◆ PROBLEMAS Y TAREAS
(1) Según el texto sobre la soledad y las redes sociales, ¿cuántas más probabilidades de percibir soledad tienen quienes visitan estas plataformas sesenta o más veces por semana?
(2) Reproduce del texto sobre la soledad y las redes sociales el fragmento que empieza con las palabras que contienen "AUNQUE A VECES" y acaba con "diez veces semanales.".

◆ SECCIÓN DEL DOCUMENTO
▬▬▬▬▬▬

AUNQUE A VECES ASOCIAMOS LA RECLUSIÓN A LA TERCERA EDAD, LA REALIDAD ES OTRA. NO HACE FALTA SER ANCIANO, NI TÍMIDO, NI ESTAR LOCO O RECLUIDO
para experimentar soledad. Basta actualizar a todas horas Facebook, Instagram o Twitter para caer en sus garras. Según un estudio de la Universidad de Pittsburgh, a más tiempo empleado en las redes sociales y más presencia en varias, más probabilidades de aislamiento social. Los sujetos que visitan estas plataformas sesenta o más veces por semana tienen aproximadamente el triple de probabilidades de percibir soledad que los que las visitan menos de diez veces semanales.
Cuando le preguntamos a Boussaud por el cerebro de la generación milénica si él cree que está cambiando, recapacita: “Lo único que puedo afirmar al respecto es que hay dos periodos de la vida en los que el uso abusivo de móviles y redes sociales puede afectar al desarrollo encefálico: la infancia y la adolescencia”. De la infancia dice que plantar al crío delante del móvil puede impedir que emerjan las habilidades sociales que por lo general afloran en esa etapa, principalmente la cooperación y la empatía, imprescindibles para el desarrollo y la supervivencia de la especie. En cuanto a la adolescencia, es el momento en que “una persona debe aprender a gestionar la frustración”, y para eso hay que saber desconectar del resto del mundo de vez en cuando. “No quiero pensarlo, pero se podría especular que, si no lo remediamos, en el futuro nos pareceremos más a los robots, nuestro cerebro estará menos capacitado para detectar la presencia de los otros, cómo se sienten y cuáles son sus intenciones —dice el investigador francés—. Sería terrible que perdiésemos nuestras sofisticadas habilidades sociales, esas que la inteligencia artificial aún no ha conseguido emular”.

▬▬▬▬▬▬

◆ DATOS PROPORCIONADOS
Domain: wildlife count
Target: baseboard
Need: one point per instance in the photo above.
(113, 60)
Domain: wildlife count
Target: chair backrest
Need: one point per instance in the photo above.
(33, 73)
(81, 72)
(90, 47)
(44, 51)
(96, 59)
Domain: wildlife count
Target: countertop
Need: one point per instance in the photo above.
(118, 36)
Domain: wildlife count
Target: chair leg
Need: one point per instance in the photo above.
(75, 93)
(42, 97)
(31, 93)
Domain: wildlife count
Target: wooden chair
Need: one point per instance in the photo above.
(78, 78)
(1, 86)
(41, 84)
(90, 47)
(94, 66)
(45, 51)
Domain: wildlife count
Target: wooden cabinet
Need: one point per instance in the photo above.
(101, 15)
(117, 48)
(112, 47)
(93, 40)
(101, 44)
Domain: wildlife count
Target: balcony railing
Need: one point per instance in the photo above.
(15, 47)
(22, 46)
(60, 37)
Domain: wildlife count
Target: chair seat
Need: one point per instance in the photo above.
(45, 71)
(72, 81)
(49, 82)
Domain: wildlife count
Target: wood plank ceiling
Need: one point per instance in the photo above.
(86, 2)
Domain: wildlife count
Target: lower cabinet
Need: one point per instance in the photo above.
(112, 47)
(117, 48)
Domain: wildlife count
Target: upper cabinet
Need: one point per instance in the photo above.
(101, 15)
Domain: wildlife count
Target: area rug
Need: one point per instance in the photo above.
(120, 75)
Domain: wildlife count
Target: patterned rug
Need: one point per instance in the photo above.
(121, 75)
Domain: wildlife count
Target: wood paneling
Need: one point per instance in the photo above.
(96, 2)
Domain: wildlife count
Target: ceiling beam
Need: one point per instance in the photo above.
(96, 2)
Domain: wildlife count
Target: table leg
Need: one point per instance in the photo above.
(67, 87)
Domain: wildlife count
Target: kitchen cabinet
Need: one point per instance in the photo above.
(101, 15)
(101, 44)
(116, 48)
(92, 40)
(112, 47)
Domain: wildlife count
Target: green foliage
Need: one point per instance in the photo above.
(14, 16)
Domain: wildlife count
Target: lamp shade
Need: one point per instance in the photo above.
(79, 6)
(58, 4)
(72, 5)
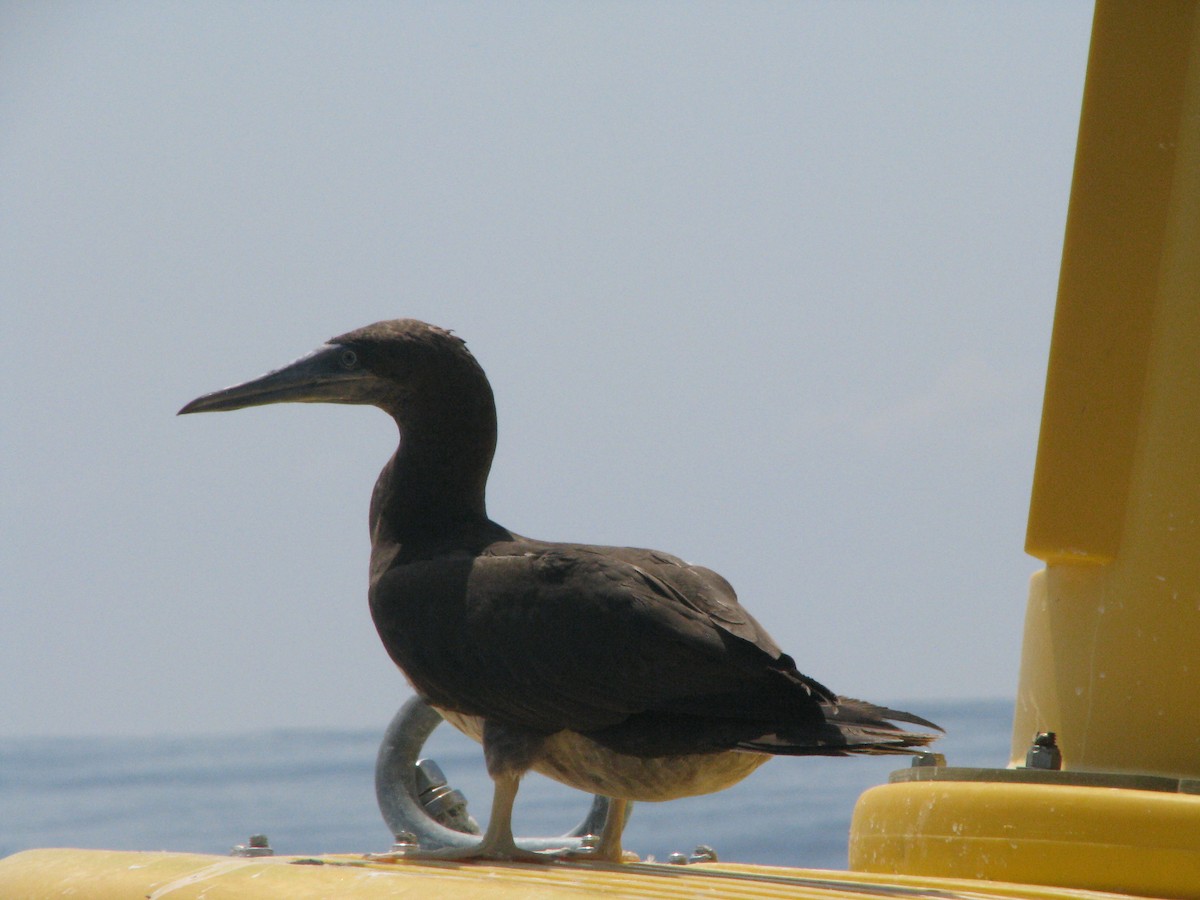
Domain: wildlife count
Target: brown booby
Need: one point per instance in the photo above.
(619, 671)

▬▬▬▬▬▬

◆ RESULTADOS
(1) Aproximadamente el triple que quienes las visitan menos de diez veces por semana.

(2)
AUNQUE A VECES ASOCIAMOS LA RECLUSIÓN A LA TERCERA EDAD, LA REALIDAD ES OTRA. NO HACE FALTA SER ANCIANO, NI TÍMIDO, NI ESTAR LOCO O RECLUIDO
para experimentar soledad. Basta actualizar a todas horas Facebook, Instagram o Twitter para caer en sus garras. Según un estudio de la Universidad de Pittsburgh, a más tiempo empleado en las redes sociales y más presencia en varias, más probabilidades de aislamiento social. Los sujetos que visitan estas plataformas sesenta o más veces por semana tienen aproximadamente el triple de probabilidades de percibir soledad que los que las visitan menos de diez veces semanales.